## GOAL
Reproduce every one of the records below verbatim, line for line, without changing any wording or punctuation.
··· DATASET ···
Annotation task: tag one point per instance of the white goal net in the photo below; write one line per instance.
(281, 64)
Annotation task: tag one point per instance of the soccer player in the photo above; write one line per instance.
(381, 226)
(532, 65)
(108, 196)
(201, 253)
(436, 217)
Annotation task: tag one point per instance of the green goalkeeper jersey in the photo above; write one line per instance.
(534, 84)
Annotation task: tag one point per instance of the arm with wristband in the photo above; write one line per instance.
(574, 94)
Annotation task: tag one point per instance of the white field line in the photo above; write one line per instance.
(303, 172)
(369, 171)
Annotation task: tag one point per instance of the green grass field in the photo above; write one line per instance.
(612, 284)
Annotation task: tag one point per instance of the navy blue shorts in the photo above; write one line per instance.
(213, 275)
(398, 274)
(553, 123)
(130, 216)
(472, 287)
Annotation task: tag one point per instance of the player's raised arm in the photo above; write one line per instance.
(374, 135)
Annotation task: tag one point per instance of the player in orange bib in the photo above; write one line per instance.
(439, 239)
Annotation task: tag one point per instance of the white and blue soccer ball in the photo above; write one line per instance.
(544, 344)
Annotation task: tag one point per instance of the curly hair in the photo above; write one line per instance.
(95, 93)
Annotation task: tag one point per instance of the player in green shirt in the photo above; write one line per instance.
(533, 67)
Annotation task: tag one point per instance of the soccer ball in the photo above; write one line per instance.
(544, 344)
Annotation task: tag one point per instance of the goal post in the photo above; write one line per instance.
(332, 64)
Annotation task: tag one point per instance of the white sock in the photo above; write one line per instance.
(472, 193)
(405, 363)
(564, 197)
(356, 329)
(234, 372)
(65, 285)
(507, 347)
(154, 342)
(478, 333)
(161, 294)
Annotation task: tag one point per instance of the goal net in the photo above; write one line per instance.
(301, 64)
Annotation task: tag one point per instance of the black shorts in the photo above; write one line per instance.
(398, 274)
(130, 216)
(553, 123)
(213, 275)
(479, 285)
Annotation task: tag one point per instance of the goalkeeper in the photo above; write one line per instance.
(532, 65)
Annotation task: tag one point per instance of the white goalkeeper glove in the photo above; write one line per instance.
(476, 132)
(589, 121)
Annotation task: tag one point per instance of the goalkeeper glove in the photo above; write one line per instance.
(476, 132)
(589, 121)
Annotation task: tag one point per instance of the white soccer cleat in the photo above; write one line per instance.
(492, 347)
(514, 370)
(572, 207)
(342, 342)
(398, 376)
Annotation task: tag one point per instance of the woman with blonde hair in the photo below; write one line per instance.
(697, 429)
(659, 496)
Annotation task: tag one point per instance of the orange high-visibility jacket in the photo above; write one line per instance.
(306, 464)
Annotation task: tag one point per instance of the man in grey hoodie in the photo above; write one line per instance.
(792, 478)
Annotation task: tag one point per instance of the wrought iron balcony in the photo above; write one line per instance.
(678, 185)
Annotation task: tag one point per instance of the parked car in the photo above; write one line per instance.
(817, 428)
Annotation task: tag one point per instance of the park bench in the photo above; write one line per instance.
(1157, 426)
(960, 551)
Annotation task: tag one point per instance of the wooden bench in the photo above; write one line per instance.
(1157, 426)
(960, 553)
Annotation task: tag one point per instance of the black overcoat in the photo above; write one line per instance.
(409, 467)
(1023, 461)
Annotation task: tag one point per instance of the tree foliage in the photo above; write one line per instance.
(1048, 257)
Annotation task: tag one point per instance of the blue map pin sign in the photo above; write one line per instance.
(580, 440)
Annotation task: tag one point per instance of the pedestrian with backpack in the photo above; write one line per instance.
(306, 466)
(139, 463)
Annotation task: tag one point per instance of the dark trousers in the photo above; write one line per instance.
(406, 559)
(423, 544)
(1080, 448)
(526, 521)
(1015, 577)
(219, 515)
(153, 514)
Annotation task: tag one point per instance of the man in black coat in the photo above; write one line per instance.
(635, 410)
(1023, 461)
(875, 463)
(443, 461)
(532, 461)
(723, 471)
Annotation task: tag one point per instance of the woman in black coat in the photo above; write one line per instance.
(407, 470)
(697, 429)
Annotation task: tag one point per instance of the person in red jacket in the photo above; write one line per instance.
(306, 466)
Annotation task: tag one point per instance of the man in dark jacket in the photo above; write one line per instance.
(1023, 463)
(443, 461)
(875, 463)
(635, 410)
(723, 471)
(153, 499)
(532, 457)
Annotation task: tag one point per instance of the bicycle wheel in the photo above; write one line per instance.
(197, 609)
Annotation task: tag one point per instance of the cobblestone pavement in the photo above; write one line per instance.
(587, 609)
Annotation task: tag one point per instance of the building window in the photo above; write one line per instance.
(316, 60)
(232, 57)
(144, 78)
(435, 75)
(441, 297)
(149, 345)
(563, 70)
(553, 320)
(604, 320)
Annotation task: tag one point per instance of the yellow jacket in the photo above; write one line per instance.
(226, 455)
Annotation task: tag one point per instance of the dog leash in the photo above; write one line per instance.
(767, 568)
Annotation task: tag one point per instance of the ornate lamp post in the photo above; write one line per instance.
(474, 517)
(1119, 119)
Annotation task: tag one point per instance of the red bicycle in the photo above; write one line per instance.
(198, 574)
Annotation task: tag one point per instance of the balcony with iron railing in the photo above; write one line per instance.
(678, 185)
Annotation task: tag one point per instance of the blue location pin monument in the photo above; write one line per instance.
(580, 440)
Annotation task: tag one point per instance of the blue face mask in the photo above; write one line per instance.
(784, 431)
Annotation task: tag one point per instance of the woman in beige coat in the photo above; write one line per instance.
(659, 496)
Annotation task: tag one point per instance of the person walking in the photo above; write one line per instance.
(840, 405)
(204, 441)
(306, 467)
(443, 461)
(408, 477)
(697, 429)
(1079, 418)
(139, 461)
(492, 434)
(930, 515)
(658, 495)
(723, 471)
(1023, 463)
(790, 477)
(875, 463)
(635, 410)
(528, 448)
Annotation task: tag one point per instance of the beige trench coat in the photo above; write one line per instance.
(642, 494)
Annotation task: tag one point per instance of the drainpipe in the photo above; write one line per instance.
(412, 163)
···
## TASK RESULT
Annotation task: tag one point per instance of the white goal net in the photo below; write one line per instance.
(281, 64)
Annotation task: tag one point per instance of the soccer player in the photo above; write one line per instance.
(381, 226)
(532, 65)
(108, 196)
(201, 253)
(436, 217)
Annotation task: tag one point per instance of the green goalkeeper jersey in the photo above; write one line per instance.
(534, 84)
Annotation task: tag one point per instance of the arm with wristband in the photo above; write one line per instance.
(574, 94)
Annotation task: tag one point per instance of the white field line in the photo above; write one line per instance.
(303, 172)
(369, 171)
Annotation task: tag one point per instance of the green grass field in the photo above; write one line per instance.
(612, 284)
Annotation task: tag one point per instance of the navy blue shorts in the photo above; write one line per instance.
(213, 275)
(398, 274)
(553, 123)
(130, 216)
(472, 287)
Annotation task: tag one point per instance of the player's raised arm in the photo above; write one line per instance.
(374, 135)
Annotation task: tag one point per instance of the player in orange bib in the photo above; write one line per instance.
(439, 239)
Annotation task: tag one point per instance of the white and blue soccer ball in the photo above; write one line per instance.
(544, 344)
Annotation task: tag one point per instance of the curly hair in the photo above; write one line per instance.
(95, 93)
Annotation task: tag one point per instance of the player in green shirt in the photo above; write one line per instance.
(533, 67)
Annotation task: tag one point per instance of the soccer ball in the photo above; write one line per instance.
(544, 344)
Annotation task: tag one point per instance of the goal post in the photo above; write one line per instance.
(332, 64)
Annotation task: tag one point per instance of the white sock in the photo above; write one line per instance.
(472, 193)
(405, 363)
(564, 197)
(356, 329)
(234, 372)
(65, 285)
(507, 347)
(154, 342)
(478, 333)
(161, 294)
Annotation task: tag one point per instance of the goal net in the photo above; write one line per instance.
(301, 64)
Annotation task: tag one point per instance of the black shorts in the photo above; write one line per instance.
(398, 274)
(130, 216)
(553, 123)
(213, 275)
(479, 285)
Annotation task: tag one point per instance of the goalkeeper in the photo above; write one line per instance.
(532, 65)
Annotation task: tag one point per instance of the white goalkeeper glove in the photo above; write one line per instance.
(476, 132)
(589, 121)
Annotation task: tag one point per instance of the goalkeeper glove in the photo above; write one line per instance.
(476, 132)
(589, 121)
Annotation task: tag one point per instance of the white soccer cleat in the photo above; write one line per instance.
(492, 347)
(514, 370)
(572, 207)
(342, 342)
(398, 376)
Annotation task: tag one point per instance of the woman with blonde hair in the photo below; write one line per instance.
(697, 429)
(659, 496)
Annotation task: tag one point per instance of the orange high-visibility jacket in the photo above; write one line per instance.
(306, 464)
Annotation task: tag one point per instance of the man in grey hoodie in the photo above; write one line per instance.
(792, 478)
Annotation task: tag one point per instance of the wrought iron balcony in the photo above; write one line per instance.
(678, 185)
Annotation task: tag one point per instance of the parked car in the photo above; write one line per instance.
(817, 428)
Annotation task: tag one point per instance of the park bench in the photo above; write one line per instance.
(1157, 426)
(960, 551)
Annotation task: tag one point per instance of the wooden bench in the photo above; write one line per instance.
(1157, 426)
(960, 553)
Annotation task: tag one point per instance of the black overcoat in the photo above; write one line per instance.
(409, 467)
(1023, 461)
Annotation task: tag one point per instance of the tree foliage in the photo above; write one line per instance.
(1048, 257)
Annotation task: tag one point per instance of the blue map pin sign in the photo above; write one line per instance.
(580, 440)
Annotation task: tag one point per instance of the pedestrian with backpack in the photo above; write one line per instance.
(306, 466)
(139, 463)
Annotation task: tag one point per instance of the dark trousers in the photo above; write one line per instance.
(406, 559)
(423, 544)
(1080, 448)
(526, 521)
(1015, 577)
(219, 515)
(153, 514)
Annotation task: tag one point per instance of the man in black coat in the photo above; write one line per instance.
(635, 410)
(1023, 461)
(875, 463)
(443, 461)
(532, 461)
(723, 471)
Annotation task: tag one point per instance of the woman in black coat in the photo above; write one line per instance.
(407, 470)
(697, 429)
Annotation task: tag one point per instance of the person in red jacket in the photo above; write one line per instance.
(306, 466)
Annotation task: tag one point per instance of the man in dark jacket in the photo above; write one line per instance.
(1023, 463)
(443, 461)
(875, 463)
(635, 410)
(723, 471)
(153, 499)
(532, 457)
Annotation task: tag one point per instance of the bicycle wheel in the photo above; write one line per instance.
(197, 609)
Annotation task: tag one point per instance of the cobblestone pavement in the photo above; write one line per instance.
(587, 609)
Annotation task: tag one point per instance of the building window in the photo above; write one line per instance.
(316, 60)
(232, 57)
(144, 78)
(435, 75)
(441, 297)
(149, 345)
(563, 70)
(553, 320)
(604, 320)
Annotation task: tag one point per instance of the yellow jacket in the photo above; write one line per instance.
(226, 455)
Annotation task: tag one point per instance of the dog leash in the photo above; write one line per instance.
(767, 568)
Annotation task: tag one point per instance of the ornate lamp post in the photo above; write one line per instance.
(474, 517)
(1119, 119)
Annotation task: tag one point per instance of the red bicycle in the photo above; write one line per instance.
(198, 574)
Annotation task: tag one point per instance of the balcony with iron railing in the photo above; write one line per instance.
(678, 185)
Annotation task: tag one point per instance of the blue location pin monument in the photo above; write one line per instance.
(580, 440)
Annotation task: tag one point per instance of the blue face mask in the photo above; write one line per instance.
(784, 431)
Annotation task: tag one point per instance of the woman in beige coat in the photo above; write one line per instance.
(659, 496)
Annotation task: tag one point per instance of the person walking in the photo above; write one line per instance.
(840, 405)
(204, 441)
(306, 467)
(443, 461)
(408, 477)
(697, 429)
(1079, 418)
(139, 461)
(492, 434)
(930, 515)
(658, 495)
(723, 471)
(1023, 463)
(790, 477)
(875, 463)
(635, 410)
(528, 448)
Annotation task: tag one point per instance of the beige trench coat in the photo above; write one line per instance.
(642, 494)
Annotation task: tag one point per instance of the drainpipe in the photo above; write one line per instance.
(412, 163)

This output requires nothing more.